**Prompt**. Would you return the complete listing below word for word?

**Provided information**.
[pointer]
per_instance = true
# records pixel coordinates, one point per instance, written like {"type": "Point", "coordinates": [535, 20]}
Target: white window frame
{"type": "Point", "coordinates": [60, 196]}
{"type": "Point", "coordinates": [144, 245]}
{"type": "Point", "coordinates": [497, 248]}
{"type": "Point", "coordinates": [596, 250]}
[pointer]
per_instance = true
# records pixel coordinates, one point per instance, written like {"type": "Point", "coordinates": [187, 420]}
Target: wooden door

**Exercise output**.
[pointer]
per_instance = true
# records pixel coordinates, one point per instance, written like {"type": "Point", "coordinates": [535, 20]}
Target: white window frame
{"type": "Point", "coordinates": [60, 196]}
{"type": "Point", "coordinates": [144, 245]}
{"type": "Point", "coordinates": [497, 248]}
{"type": "Point", "coordinates": [596, 250]}
[pointer]
per_instance = true
# records pixel coordinates, one point per instance, written like {"type": "Point", "coordinates": [187, 420]}
Target: wooden door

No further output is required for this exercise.